Your tasks:
**a)** Could you reproduce the part of the Bangalore trip post between "I got in a 20" and "of most doors.", inclusive?
**b)** What does the Bangalore trip post describe, in two sentences?

Excerpt provided:
◆ ◆ ◆ ◆ ◆ ◆ ◆

"COOLIE, MADAM ?"
Again during Friday's led primary series class I nearly fell asleep in some poses. Sthira sukham asanam indeed.
I got in a 20 minute nap before the trip to Bangalore. It was not long enough.
Because it was a double holiday (Indian Independence Day plus a puja day for Lakshmi, the goddess of wealth), it was not easy to find a rickshaw to take me to the railway station. I walked some time with the heavy bags before I finding one. Along the way I saw this in the middle of the street:
Also there was special rangouli or kollam (sand drawings) in front of most doors.
It turns out that the seats in second class have more in common with those of third class.
In other words, it's the same as riding in the cattle car on a hard bench that seats three and faces another bench of three - except that you have a reserved seat and there will only be two people next to you, three across (vs a dozen or more in the unreserved carriage).
Nonetheless there was an older gentleman in my window seat.

◆ ◆ ◆ ◆ ◆ ◆ ◆

Coordinate annotation listing
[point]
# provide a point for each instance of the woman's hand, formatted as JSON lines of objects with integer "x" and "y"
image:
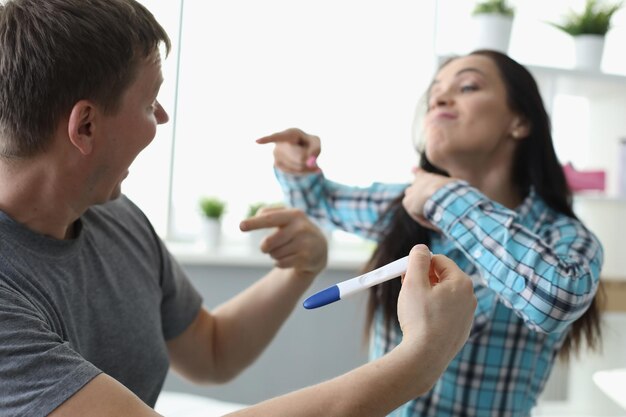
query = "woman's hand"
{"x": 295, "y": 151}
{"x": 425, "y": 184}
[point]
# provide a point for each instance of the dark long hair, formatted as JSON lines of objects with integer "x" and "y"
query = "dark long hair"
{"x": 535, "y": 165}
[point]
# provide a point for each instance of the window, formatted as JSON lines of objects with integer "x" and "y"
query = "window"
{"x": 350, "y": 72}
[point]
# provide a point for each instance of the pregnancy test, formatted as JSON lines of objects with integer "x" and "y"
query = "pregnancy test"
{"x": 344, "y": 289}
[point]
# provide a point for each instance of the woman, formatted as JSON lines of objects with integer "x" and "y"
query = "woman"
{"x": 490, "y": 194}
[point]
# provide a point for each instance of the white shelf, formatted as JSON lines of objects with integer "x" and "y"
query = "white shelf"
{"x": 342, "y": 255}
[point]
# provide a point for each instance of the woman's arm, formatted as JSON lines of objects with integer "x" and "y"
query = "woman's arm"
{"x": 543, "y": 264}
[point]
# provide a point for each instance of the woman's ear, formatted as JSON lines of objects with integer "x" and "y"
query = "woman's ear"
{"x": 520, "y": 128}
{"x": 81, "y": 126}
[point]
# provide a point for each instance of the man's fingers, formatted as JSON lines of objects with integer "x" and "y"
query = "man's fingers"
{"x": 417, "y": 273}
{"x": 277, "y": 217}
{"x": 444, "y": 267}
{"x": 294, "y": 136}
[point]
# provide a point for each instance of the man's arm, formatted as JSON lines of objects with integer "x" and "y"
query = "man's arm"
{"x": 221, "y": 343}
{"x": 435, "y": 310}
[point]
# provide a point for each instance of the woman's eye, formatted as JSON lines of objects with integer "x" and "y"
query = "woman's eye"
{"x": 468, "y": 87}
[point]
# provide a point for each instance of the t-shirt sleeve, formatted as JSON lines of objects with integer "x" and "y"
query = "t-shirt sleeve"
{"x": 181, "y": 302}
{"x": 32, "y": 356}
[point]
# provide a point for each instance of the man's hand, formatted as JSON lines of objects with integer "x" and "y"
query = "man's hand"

◆ ◆ ◆ ◆ ◆ ◆ ◆

Outputs for the tasks:
**a)**
I got in a 20 minute nap before the trip to Bangalore. It was not long enough.
Because it was a double holiday (Indian Independence Day plus a puja day for Lakshmi, the goddess of wealth), it was not easy to find a rickshaw to take me to the railway station. I walked some time with the heavy bags before I finding one. Along the way I saw this in the middle of the street:
Also there was special rangouli or kollam (sand drawings) in front of most doors.

**b)** After nearly falling asleep in Friday's led primary series class and getting only a 20-minute nap, the writer struggled to find a rickshaw to the railway station because of a double holiday and walked for some time with heavy bags. Second class turned out to resemble third class, with hard benches of three facing each other but reserved seats, and an older gentleman was sitting in the writer's window seat.